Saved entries
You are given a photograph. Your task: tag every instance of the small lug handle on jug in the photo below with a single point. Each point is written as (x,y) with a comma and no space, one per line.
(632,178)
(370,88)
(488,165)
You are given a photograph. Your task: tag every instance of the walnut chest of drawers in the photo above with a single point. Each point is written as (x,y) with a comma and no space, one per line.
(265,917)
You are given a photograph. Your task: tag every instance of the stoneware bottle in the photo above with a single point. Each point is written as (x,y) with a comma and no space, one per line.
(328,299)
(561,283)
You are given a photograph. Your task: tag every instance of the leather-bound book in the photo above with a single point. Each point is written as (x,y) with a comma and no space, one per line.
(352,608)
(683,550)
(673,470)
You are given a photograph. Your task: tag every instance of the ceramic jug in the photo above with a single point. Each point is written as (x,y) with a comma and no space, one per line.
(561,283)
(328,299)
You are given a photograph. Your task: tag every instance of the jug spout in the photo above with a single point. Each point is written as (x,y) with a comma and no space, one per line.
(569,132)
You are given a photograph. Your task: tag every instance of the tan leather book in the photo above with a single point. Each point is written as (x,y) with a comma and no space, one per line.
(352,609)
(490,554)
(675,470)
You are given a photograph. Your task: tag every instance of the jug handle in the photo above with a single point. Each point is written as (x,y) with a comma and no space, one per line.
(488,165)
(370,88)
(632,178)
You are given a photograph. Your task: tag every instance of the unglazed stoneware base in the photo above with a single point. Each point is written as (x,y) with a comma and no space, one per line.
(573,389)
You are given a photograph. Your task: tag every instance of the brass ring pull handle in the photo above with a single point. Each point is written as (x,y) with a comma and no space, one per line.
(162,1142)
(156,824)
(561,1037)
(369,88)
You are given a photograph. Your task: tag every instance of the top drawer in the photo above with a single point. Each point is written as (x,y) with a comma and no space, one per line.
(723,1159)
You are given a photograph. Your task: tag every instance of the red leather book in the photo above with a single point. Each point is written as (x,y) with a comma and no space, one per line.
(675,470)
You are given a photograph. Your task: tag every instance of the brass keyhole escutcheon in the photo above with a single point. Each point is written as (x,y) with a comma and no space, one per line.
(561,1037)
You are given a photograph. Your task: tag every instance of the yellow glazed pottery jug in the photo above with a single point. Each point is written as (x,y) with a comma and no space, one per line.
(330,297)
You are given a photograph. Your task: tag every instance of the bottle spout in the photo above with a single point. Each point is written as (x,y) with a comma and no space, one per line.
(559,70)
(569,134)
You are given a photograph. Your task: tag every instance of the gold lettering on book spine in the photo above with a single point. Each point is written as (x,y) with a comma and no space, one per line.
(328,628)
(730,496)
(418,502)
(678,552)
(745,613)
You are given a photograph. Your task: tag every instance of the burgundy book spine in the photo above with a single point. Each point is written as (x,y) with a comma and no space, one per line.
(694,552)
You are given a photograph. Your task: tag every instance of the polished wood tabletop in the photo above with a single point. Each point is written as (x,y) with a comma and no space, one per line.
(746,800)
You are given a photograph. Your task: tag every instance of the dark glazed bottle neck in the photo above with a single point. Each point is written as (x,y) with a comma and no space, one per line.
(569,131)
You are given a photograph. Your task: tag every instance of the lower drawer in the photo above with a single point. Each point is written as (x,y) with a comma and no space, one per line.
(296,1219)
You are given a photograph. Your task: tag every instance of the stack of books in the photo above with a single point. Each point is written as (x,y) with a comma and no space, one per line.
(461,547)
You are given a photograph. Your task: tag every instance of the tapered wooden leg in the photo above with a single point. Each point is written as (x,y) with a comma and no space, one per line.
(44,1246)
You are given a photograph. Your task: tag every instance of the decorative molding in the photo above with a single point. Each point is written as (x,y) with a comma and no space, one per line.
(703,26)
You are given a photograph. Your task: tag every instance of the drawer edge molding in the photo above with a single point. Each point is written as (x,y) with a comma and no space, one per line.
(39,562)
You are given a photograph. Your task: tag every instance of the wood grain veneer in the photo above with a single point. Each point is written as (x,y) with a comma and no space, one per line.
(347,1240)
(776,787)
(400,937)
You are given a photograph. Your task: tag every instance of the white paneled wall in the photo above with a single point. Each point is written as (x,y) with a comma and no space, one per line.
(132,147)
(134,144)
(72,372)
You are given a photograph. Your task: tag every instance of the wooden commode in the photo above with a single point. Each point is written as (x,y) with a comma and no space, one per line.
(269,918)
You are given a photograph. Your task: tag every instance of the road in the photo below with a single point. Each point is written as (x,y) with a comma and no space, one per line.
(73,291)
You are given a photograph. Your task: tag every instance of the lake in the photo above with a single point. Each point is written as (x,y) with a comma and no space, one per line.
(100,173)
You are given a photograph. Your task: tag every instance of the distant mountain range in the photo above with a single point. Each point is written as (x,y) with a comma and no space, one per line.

> [What is needed]
Would you output every entry exactly as it was written?

> [Response to the exercise]
You are given a photograph. Your task: tag every instance of the small lug handle on jug in the photo below with a single point. Each point is written as (x,y) with a comma and no space, one per line.
(632,178)
(370,88)
(488,165)
You are given a photograph. Your task: tag every instance of the walnut chest of drawers in the photo above with a single point. Each point is written as (x,y) with a comma and no space, one per line.
(265,917)
You are given a photograph. Your task: tag every instance of the stoneware bottle in the photo above with a single point. Each point is written as (x,y) with a comma and no space, one per line.
(328,299)
(561,283)
You are given a photograph. Your task: tag every instance of the leather-bound book in the photo above with a single point. Each point is written as (x,y) with a comma and no space, one per line.
(352,608)
(683,550)
(673,470)
You are given a photograph. Your task: tag every instance of the ceramic jug in the photo above with a single point. Each point is written as (x,y) with a comma and no space, one per line.
(561,283)
(328,299)
You are given a photograph. Your task: tag every instance of the jug spout in the photo above with a single point. Each point is written as (x,y) with a comma and no space, one per line.
(569,132)
You are given a photograph. Your task: tag every instance of the tan leather book in the photo above with a single point. Each point is written as (x,y) with a comma and no space, one per line.
(352,609)
(490,554)
(675,470)
You are given a photograph. Your task: tag every instance of the jug handle in the photo above with a single point. Each point is written as (x,y) with a comma and no space, one per line.
(488,165)
(370,88)
(632,178)
You are given a photograph. Your task: tag every instance of the unglazed stoneware base in the photo above with a single point. Each point is written as (x,y) with a comma and no space, one per line.
(573,389)
You are given a photograph. Your task: tag every instance of the brass ring pull handle in the photo above with a single point. Each point is written as (x,y) with a comma and no space, one per line.
(162,1142)
(156,824)
(561,1037)
(369,88)
You are given a photograph. Your task: tag every instance of the top drawer in the photo above with a single point. Each point is written as (x,y) with a comma and no space, one per line.
(723,1159)
You are given a photograph. Your task: tag every instance of the red leather book in the photo above with a single point. Each point is written as (x,y) with a comma and no space, one per line.
(675,470)
You are given a photograph. Your task: tag every instance of the brass keyhole escutcheon in the photo above with a single point. Each point is written as (x,y) with a comma and no space, one per line.
(561,1037)
You are given a photograph. Your task: tag every instance of the yellow glazed pottery jug in the photo above with a single point. Each point is written as (x,y) with a comma and no space, one per line.
(330,297)
You are given a photograph. Your task: tag every instance of the bottle spout in the photo above with a single point. Each point is written as (x,y) with a comma and no space, one per line.
(559,70)
(569,134)
You are given a photograph. Your task: tag every instance of the gold lettering on book spine in the photo above with a single point. Each point is written as (x,y) with a comma and no space, one per line.
(328,628)
(730,496)
(418,502)
(678,552)
(745,613)
You are given a photograph. Your task: tag every instance of the burgundy book spine in the photo above with a single point. Each point is written as (x,y) with a comma and no space, one per line.
(694,552)
You are given a photograph. Your task: tag every instance of the polished wood tabletop in the photo above with a single point. Each point is written as (x,y) with a comma and no space, one per line.
(746,800)
You are given a photograph. Your task: tag every instance of the dark glazed bottle neck in the photo above with a single point. Each point is written as (x,y) with a comma and no space, one per line.
(569,131)
You are given a photograph. Your task: tag every instance of the lower drawer in the photo above with a single point. Each point is written as (x,y) with a comma and no space, one per line.
(296,1219)
You are given a photograph. Your task: tag every instance of the stack of books in the photo above with a single point. Each point is written as (x,y) with a comma and no space, one per line.
(461,547)
You are given a photograph. Your task: tag every instance of the tapered wooden leg in the photo above with a single point. Each point is written as (x,y) with a comma and no space, one per line.
(44,1246)
You are given a photograph. Your task: tag every instance of the decorative molding in the photo above with a single point. Each point is written as (x,y) with a comma and no space, one per line.
(703,26)
You are given a photograph. Your task: tag every instance of the drawer edge molding in the photo above with a single point. Each point is written as (x,y) with a comma and no space, one per line.
(39,562)
You are given a photograph. Your task: tag every instance of the wood grain veneer in the photo above with a single point. Each point is written as (x,y) with a comma and no space, one per line.
(347,1240)
(776,787)
(400,937)
You are given a photograph. Your task: tag every instance of the white paneled wall in the photo above with a single point. Each point is written as (x,y) with a comma and no space, one per line.
(132,147)
(134,144)
(72,372)
You are given a photograph. Your task: tag every instance of the wooden commode in the photo above with a single point. Each point is written as (x,y) with a comma and no space, one per line.
(269,918)
You are given a photograph. Your task: tag every instance of the road in the photo below with a single point. Each point is written as (x,y) with a comma and no space, one per line.
(73,291)
You are given a photograph. Your task: tag every instance of the lake in the photo above with a single point. Each point is written as (x,y) with a comma and no space, one per line.
(100,173)
You are given a photograph. Your task: tag every instance of the distant mountain range in the photo above with a single point. Each point is written as (x,y) with a comma and no space, one per line.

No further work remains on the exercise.